Reproduce verbatim the lines of the listing below, from the line with "86L369 112L232 80L117" up to and including the line with "positive clicks: (163, 122)".

[Supplied material]

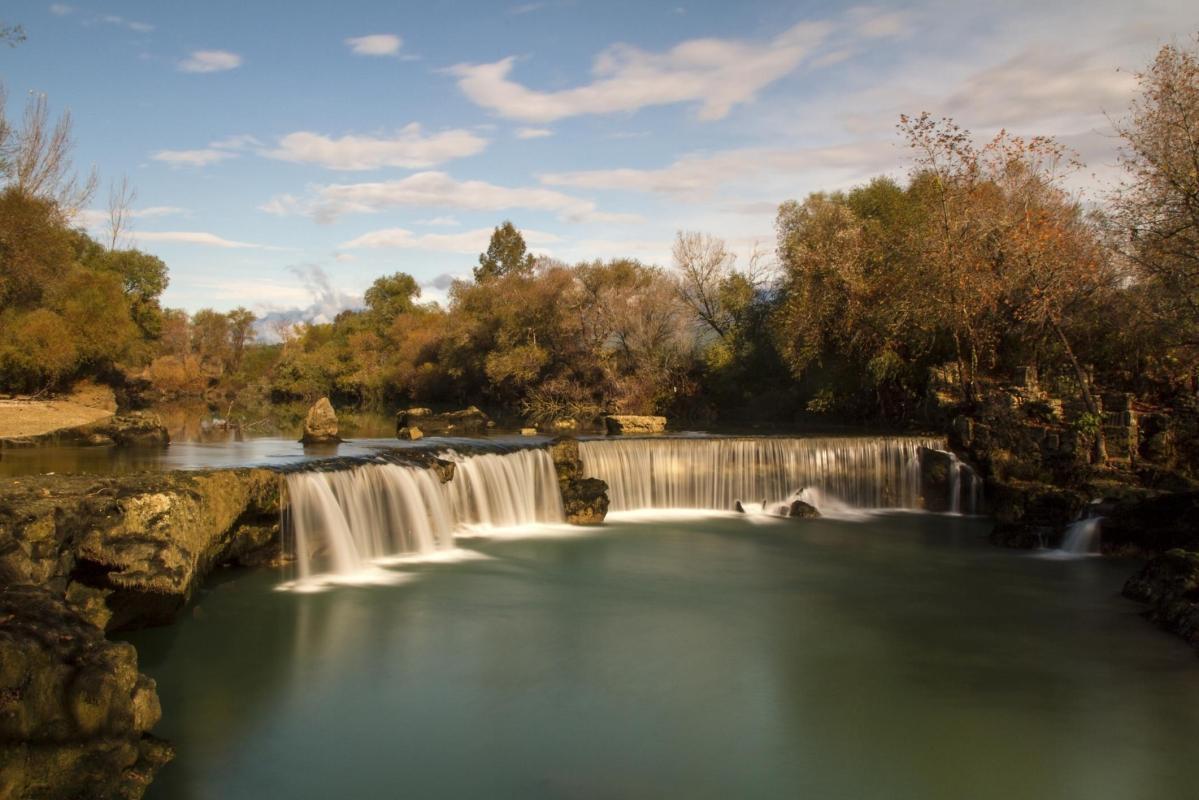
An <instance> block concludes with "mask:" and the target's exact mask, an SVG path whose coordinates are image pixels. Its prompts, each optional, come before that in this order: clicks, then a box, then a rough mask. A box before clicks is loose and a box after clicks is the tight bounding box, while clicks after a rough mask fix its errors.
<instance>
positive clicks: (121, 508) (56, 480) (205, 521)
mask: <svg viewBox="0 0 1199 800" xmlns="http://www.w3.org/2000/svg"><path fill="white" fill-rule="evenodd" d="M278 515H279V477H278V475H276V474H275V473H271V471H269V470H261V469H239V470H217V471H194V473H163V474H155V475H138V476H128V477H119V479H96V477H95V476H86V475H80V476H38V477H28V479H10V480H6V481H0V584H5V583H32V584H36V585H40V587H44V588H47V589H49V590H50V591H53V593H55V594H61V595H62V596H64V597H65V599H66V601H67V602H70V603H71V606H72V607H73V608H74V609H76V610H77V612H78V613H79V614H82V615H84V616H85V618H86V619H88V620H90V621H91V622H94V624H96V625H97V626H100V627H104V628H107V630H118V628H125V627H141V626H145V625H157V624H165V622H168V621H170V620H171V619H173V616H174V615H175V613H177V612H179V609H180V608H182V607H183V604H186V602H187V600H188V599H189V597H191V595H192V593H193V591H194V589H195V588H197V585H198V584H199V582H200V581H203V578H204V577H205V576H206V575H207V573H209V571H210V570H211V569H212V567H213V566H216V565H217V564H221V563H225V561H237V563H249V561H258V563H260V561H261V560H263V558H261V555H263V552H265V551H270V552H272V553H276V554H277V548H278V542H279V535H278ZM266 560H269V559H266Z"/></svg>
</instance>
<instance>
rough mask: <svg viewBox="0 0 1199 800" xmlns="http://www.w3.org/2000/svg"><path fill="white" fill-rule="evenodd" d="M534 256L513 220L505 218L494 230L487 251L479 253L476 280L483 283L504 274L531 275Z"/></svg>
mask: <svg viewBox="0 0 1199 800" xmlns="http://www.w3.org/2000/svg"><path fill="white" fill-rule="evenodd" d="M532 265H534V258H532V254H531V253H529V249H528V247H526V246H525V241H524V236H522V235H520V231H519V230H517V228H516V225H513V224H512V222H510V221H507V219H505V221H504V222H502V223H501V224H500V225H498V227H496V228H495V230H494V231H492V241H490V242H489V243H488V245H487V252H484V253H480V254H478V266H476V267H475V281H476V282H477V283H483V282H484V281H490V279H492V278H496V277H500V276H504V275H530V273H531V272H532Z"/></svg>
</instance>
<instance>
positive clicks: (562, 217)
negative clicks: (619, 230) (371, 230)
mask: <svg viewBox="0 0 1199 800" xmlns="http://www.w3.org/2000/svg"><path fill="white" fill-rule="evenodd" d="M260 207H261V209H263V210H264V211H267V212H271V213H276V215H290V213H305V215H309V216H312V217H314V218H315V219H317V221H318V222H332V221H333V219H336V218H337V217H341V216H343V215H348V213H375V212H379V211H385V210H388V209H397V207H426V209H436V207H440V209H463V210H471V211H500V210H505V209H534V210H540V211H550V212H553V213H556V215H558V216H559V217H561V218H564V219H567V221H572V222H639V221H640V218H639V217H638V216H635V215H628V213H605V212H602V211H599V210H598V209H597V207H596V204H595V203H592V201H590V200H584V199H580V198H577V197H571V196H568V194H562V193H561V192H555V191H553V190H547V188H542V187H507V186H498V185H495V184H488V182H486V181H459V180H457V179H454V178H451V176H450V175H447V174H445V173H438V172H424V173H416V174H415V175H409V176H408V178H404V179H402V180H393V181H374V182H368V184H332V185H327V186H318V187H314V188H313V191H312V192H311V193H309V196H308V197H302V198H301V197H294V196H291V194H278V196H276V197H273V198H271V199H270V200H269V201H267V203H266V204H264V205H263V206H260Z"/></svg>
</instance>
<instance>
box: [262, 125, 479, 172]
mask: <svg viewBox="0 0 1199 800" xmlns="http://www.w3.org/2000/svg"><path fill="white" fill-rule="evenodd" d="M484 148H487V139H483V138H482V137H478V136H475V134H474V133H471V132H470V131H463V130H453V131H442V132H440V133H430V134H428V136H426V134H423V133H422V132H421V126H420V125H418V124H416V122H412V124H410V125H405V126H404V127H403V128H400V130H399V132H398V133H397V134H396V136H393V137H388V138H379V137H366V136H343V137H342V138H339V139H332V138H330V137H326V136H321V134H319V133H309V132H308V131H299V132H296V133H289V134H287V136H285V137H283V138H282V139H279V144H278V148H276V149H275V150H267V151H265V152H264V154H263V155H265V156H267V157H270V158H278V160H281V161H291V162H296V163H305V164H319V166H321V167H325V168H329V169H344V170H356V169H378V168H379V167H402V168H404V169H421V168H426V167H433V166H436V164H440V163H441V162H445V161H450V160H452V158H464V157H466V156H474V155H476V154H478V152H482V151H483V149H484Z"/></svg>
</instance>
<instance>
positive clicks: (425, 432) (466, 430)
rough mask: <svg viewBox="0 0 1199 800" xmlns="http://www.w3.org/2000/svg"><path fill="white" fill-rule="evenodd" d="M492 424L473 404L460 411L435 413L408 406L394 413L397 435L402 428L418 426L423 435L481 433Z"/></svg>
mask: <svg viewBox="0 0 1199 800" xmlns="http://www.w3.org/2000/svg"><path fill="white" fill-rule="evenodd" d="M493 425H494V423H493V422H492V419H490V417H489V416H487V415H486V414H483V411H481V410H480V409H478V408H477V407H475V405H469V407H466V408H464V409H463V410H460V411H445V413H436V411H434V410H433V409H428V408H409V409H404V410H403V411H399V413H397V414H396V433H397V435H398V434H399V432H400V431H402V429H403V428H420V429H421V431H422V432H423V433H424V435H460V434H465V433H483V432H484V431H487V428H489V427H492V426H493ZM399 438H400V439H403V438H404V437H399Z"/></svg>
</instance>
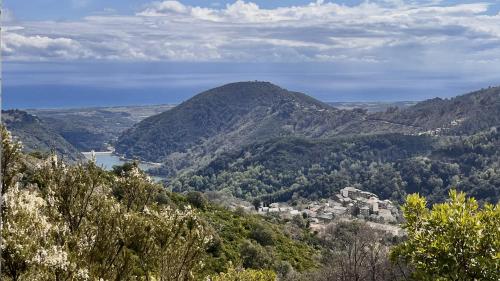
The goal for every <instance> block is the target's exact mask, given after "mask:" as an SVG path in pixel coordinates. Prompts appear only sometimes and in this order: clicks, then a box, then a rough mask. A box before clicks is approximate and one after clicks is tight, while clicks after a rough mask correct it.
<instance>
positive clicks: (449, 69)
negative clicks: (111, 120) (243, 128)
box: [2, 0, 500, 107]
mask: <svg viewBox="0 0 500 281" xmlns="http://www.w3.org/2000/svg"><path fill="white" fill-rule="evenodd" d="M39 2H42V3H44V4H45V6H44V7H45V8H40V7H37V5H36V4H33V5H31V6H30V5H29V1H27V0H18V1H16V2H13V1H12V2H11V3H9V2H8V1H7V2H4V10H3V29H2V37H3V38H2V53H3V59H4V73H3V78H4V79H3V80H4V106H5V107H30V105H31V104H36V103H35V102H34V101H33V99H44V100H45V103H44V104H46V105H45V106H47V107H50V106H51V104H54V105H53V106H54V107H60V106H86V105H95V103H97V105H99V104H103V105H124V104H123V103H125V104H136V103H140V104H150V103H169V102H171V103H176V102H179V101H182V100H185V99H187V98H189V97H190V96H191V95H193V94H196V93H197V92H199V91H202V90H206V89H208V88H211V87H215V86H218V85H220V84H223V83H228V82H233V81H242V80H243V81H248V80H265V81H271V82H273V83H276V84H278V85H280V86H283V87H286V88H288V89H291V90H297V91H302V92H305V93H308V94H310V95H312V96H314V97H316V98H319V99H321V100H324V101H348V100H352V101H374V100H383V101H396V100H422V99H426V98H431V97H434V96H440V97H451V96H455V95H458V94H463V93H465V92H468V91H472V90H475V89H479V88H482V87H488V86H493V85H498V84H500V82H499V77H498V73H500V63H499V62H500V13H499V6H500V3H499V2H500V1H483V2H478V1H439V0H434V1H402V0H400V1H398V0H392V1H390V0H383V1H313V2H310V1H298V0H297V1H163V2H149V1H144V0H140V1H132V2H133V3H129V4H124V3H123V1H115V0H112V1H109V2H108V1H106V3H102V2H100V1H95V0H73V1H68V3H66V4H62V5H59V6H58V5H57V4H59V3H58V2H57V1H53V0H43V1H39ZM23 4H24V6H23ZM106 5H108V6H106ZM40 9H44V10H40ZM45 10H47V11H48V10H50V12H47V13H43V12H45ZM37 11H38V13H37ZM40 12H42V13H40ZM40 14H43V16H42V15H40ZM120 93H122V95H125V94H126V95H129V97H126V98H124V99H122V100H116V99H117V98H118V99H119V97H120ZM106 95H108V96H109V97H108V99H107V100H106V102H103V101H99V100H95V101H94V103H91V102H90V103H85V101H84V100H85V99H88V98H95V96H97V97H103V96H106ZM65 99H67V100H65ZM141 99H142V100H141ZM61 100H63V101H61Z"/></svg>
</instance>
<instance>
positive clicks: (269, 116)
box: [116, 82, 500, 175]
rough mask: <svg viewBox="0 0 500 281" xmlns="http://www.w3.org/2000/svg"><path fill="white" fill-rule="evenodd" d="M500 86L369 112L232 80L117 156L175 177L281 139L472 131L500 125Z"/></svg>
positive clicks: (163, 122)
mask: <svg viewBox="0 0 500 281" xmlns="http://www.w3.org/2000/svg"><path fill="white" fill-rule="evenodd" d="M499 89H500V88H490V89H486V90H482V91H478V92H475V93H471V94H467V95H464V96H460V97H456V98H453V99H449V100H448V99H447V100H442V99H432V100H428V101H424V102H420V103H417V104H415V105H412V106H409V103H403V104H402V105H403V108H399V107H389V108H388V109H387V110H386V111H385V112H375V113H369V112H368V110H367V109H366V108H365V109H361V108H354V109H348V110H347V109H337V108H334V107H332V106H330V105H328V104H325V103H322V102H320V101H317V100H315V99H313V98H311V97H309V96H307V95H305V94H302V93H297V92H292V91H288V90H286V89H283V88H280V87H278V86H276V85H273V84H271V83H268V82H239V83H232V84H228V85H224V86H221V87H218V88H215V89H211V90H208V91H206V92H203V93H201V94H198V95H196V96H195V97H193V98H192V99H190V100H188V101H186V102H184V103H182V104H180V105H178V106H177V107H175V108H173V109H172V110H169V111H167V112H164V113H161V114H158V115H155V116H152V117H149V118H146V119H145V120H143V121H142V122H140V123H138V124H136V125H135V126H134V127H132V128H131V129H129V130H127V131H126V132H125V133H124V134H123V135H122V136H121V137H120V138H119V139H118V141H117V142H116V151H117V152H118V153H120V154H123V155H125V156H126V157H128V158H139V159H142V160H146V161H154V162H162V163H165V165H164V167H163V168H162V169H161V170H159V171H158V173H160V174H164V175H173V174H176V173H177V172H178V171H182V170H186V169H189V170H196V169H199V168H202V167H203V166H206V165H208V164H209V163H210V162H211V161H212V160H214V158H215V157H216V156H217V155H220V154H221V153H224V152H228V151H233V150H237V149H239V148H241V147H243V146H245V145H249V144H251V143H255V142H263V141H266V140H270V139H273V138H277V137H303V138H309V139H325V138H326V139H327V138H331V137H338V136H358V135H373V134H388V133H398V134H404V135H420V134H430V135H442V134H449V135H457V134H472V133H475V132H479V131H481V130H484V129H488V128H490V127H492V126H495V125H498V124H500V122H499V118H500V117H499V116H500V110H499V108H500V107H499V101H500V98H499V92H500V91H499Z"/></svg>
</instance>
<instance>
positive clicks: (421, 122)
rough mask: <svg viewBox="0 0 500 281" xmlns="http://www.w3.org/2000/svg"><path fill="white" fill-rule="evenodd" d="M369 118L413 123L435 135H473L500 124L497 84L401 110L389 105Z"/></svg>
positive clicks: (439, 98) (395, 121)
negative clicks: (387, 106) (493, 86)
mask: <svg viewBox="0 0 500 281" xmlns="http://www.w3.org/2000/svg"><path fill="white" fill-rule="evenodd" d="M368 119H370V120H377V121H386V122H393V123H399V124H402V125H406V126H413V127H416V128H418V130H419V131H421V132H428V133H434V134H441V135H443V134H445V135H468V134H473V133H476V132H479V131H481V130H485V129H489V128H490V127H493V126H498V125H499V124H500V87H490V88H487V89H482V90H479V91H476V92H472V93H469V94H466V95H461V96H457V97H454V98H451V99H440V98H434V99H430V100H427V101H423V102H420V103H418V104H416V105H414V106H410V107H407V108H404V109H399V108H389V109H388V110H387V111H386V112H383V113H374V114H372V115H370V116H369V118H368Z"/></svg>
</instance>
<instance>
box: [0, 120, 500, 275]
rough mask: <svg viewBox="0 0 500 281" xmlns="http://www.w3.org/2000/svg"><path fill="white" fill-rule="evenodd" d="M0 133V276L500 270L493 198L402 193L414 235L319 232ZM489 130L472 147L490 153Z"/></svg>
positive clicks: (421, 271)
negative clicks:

[/Supplied material]

> [Completed exercise]:
rough mask: <svg viewBox="0 0 500 281" xmlns="http://www.w3.org/2000/svg"><path fill="white" fill-rule="evenodd" d="M500 86L369 112L232 80L117 156L175 177L281 139L472 131L500 125Z"/></svg>
positive clicks: (163, 122)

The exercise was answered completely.